# DATA LISTING
══════════

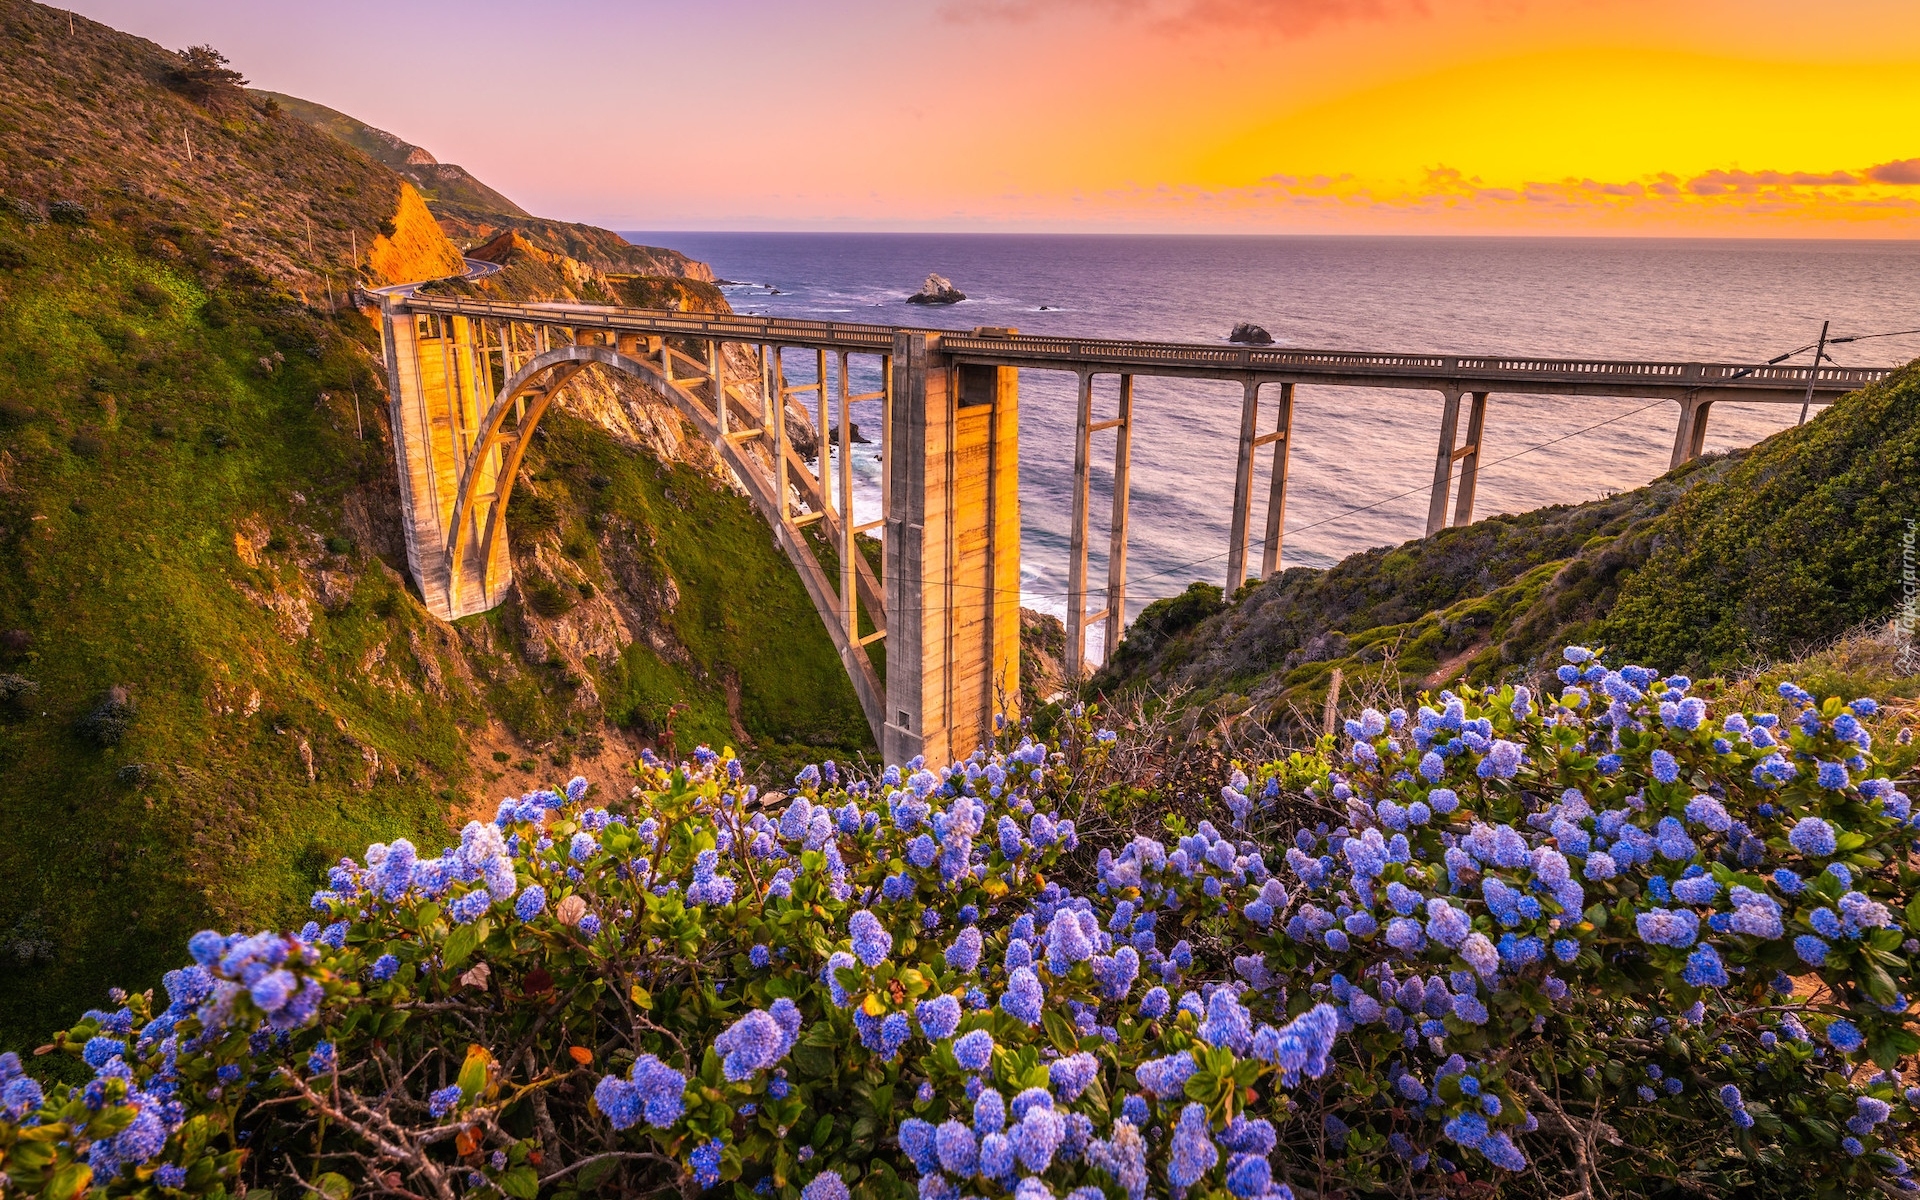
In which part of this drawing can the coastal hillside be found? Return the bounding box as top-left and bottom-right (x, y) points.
(0, 0), (867, 1046)
(1098, 362), (1920, 731)
(265, 88), (713, 280)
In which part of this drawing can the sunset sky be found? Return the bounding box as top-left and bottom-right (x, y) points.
(72, 0), (1920, 234)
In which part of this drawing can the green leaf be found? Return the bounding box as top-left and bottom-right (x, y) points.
(811, 1114), (834, 1146)
(309, 1172), (353, 1200)
(500, 1165), (541, 1199)
(44, 1163), (92, 1200)
(444, 921), (482, 971)
(1042, 1008), (1079, 1053)
(1861, 961), (1900, 1006)
(457, 1045), (494, 1098)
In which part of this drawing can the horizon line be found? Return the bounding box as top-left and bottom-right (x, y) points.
(605, 227), (1920, 242)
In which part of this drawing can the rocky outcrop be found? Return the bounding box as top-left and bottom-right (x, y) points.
(907, 272), (966, 305)
(1228, 322), (1274, 345)
(365, 182), (467, 286)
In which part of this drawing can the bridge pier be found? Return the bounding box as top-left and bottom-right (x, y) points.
(1426, 389), (1488, 535)
(1104, 374), (1134, 662)
(1670, 398), (1712, 468)
(1259, 382), (1295, 579)
(884, 335), (1020, 766)
(1065, 373), (1139, 675)
(382, 304), (513, 618)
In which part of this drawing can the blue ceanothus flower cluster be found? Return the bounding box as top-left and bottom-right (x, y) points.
(1, 654), (1915, 1199)
(1199, 647), (1920, 1194)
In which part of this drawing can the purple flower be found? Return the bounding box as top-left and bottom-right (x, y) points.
(954, 1028), (995, 1072)
(429, 1084), (463, 1118)
(1635, 908), (1699, 949)
(1001, 967), (1043, 1025)
(1136, 1051), (1198, 1099)
(946, 927), (983, 973)
(690, 1139), (723, 1189)
(1650, 750), (1680, 785)
(1050, 1052), (1098, 1100)
(1167, 1103), (1219, 1189)
(918, 994), (962, 1041)
(714, 1003), (800, 1081)
(849, 910), (892, 966)
(514, 886), (547, 921)
(1788, 817), (1837, 858)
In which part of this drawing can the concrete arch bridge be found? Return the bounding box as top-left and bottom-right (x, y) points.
(377, 294), (1889, 763)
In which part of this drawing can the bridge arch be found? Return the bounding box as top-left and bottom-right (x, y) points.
(403, 327), (890, 745)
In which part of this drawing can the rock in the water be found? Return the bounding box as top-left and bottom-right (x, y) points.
(1228, 322), (1274, 345)
(907, 272), (966, 305)
(828, 422), (871, 444)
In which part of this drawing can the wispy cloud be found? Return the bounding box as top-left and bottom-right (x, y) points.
(1050, 159), (1920, 231)
(1868, 158), (1920, 184)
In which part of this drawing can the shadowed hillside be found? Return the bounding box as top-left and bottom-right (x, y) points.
(0, 0), (868, 1047)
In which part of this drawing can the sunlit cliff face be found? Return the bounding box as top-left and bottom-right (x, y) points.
(74, 0), (1920, 233)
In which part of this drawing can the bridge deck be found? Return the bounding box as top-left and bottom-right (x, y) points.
(395, 295), (1891, 402)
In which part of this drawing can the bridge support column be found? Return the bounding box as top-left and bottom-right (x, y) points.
(884, 335), (1020, 767)
(1226, 377), (1262, 593)
(1670, 398), (1712, 469)
(1104, 375), (1134, 662)
(1259, 382), (1296, 578)
(1425, 389), (1464, 537)
(1452, 391), (1489, 527)
(381, 303), (511, 619)
(1066, 371), (1094, 679)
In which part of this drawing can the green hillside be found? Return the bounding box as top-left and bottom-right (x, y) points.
(1099, 363), (1920, 728)
(0, 0), (869, 1048)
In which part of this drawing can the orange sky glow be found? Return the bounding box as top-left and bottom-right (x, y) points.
(73, 0), (1920, 234)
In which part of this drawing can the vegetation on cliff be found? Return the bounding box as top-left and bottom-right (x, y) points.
(0, 0), (870, 1048)
(1099, 364), (1920, 734)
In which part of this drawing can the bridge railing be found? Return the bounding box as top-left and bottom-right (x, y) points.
(392, 295), (1894, 393)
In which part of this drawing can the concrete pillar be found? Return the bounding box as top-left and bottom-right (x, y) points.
(1066, 370), (1094, 679)
(1426, 389), (1464, 537)
(838, 350), (856, 645)
(1452, 391), (1489, 527)
(1104, 374), (1134, 662)
(1670, 399), (1712, 469)
(772, 347), (789, 519)
(1259, 382), (1295, 578)
(1226, 377), (1261, 592)
(883, 337), (1020, 767)
(381, 303), (509, 619)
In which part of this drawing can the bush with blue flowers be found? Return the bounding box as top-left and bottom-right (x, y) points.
(0, 647), (1916, 1199)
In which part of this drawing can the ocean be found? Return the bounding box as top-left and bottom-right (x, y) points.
(621, 233), (1920, 660)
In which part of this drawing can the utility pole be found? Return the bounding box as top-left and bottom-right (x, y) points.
(1799, 320), (1829, 426)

══════════

# WORK REQUEST
Please retype every entry above exactly, leaving out any picture.

# TASK OUTPUT
In which part of this drawing can the coastal hillside be found? Return the bounding box as top-left and bottom-right (x, y) points.
(0, 0), (867, 1046)
(1098, 362), (1920, 731)
(265, 88), (713, 280)
In which part of this drawing can the sunset sky be found? Return the bounding box as top-left and bottom-right (x, y) points.
(72, 0), (1920, 234)
In which part of this drawing can the green leaf be found? Return the bounding box as top-left and bottom-right (x, y) points.
(811, 1114), (834, 1146)
(309, 1172), (353, 1200)
(500, 1165), (541, 1199)
(44, 1163), (92, 1200)
(444, 921), (482, 971)
(1042, 1008), (1079, 1053)
(1861, 961), (1900, 1006)
(457, 1045), (494, 1098)
In which part of this drawing can the horizon line be found? Return the bounding box as top-left and bottom-right (x, y) points.
(605, 227), (1920, 242)
In which part of this drawing can the rocky outcrop be found? Return the bounding box as top-left and bottom-right (x, y) points.
(907, 272), (966, 305)
(1228, 322), (1274, 345)
(365, 182), (467, 286)
In which part of this drawing can the bridge pier be found? Return the bounding box as top-left and bottom-right (x, y) points.
(1426, 389), (1488, 535)
(1104, 374), (1134, 662)
(1670, 398), (1712, 468)
(1259, 382), (1295, 579)
(884, 335), (1020, 766)
(1065, 373), (1139, 675)
(382, 304), (513, 618)
In which part of this drawing can the blue ceanothus flower cluster be found? Return the bounding box as top-left and bottom-right (x, y) points.
(1, 654), (1915, 1199)
(1199, 647), (1920, 1194)
In which part of this drawing can the purple flower be found? Return the bounding box as top-left and bottom-right (x, y) points.
(954, 1028), (995, 1072)
(429, 1084), (463, 1118)
(1635, 908), (1699, 949)
(1001, 967), (1043, 1025)
(1136, 1051), (1198, 1099)
(946, 927), (983, 973)
(690, 1139), (723, 1189)
(1650, 750), (1680, 785)
(1050, 1052), (1098, 1100)
(1167, 1103), (1219, 1189)
(918, 994), (962, 1041)
(714, 1003), (800, 1081)
(849, 910), (892, 966)
(514, 886), (547, 921)
(1788, 817), (1837, 858)
In which part of this drawing can the concrete arch bridge be found? Return the bounding box as top-left and bottom-right (x, y) points.
(377, 294), (1889, 763)
In which part of this drawing can the bridge arch be found? Return the bounding box as top-left and bottom-right (x, y) points.
(403, 327), (890, 745)
In which part of this drawing can the rock in the water be found? Return the bounding box as top-left and bottom-right (x, y) points.
(1228, 322), (1274, 345)
(907, 272), (966, 305)
(828, 422), (871, 444)
In which part of this drawing can the wispy cloud be found? Return the bounding box as top-left and bottom-right (x, y) points.
(1050, 159), (1920, 231)
(1868, 158), (1920, 184)
In which part of this drawing can the shadowed hillside be found? Return the bounding box as top-left and bottom-right (x, y) points.
(0, 0), (868, 1047)
In which part of this drawing can the sunlit cliff face be found? Return the bounding box as top-left and bottom-right (x, y) points.
(74, 0), (1920, 233)
In which part of this drawing can the bridge deck be found? Return the bounding box as top-left and bottom-right (x, y) points.
(395, 295), (1891, 402)
In which part of this drawing can the bridge support column be found? Return the bounding box as top-left and bottom-right (x, y) points.
(884, 335), (1020, 767)
(1226, 377), (1262, 593)
(1670, 398), (1712, 469)
(1104, 375), (1134, 662)
(1259, 382), (1296, 578)
(1425, 389), (1464, 537)
(1452, 391), (1489, 527)
(381, 303), (511, 619)
(1066, 371), (1094, 679)
In which part of this drawing can the green hillside be found? Return the bounding box as top-left and bottom-right (x, y) points.
(1099, 363), (1920, 728)
(0, 0), (869, 1048)
In which part of this drawing can the orange sky glow be found? Return the bounding box as top-left and bottom-right (x, y) points.
(73, 0), (1920, 234)
In which part of this drawing can the vegetation on cliff be found? Return the bounding box as top-left and bottom-right (x, y) points.
(0, 0), (870, 1048)
(1099, 364), (1920, 734)
In which part of this drawing can the bridge railing be found? Return the bounding box as top-left and bottom-right (x, y) points.
(392, 295), (1894, 393)
In which part of this drawing can the concrete pillar be found? Return the bounding box as top-left and bottom-right (x, y) points.
(1066, 370), (1094, 679)
(1426, 389), (1464, 537)
(838, 350), (856, 645)
(1452, 391), (1489, 527)
(1104, 374), (1134, 662)
(1670, 399), (1712, 469)
(772, 347), (789, 519)
(1259, 382), (1295, 578)
(1226, 377), (1261, 592)
(883, 337), (1020, 767)
(381, 303), (509, 619)
In which part of this drawing can the bush with blue flowers be found? Return the bounding box as top-left and bottom-right (x, y) points.
(0, 647), (1916, 1199)
In which part of this drawing can the ocean be found? Return the bounding box as top-left and bottom-right (x, y) points.
(621, 233), (1920, 660)
In which part of this drawing can the utility pole be found? Return the bounding box as top-left and bottom-right (x, y) points.
(1799, 320), (1829, 426)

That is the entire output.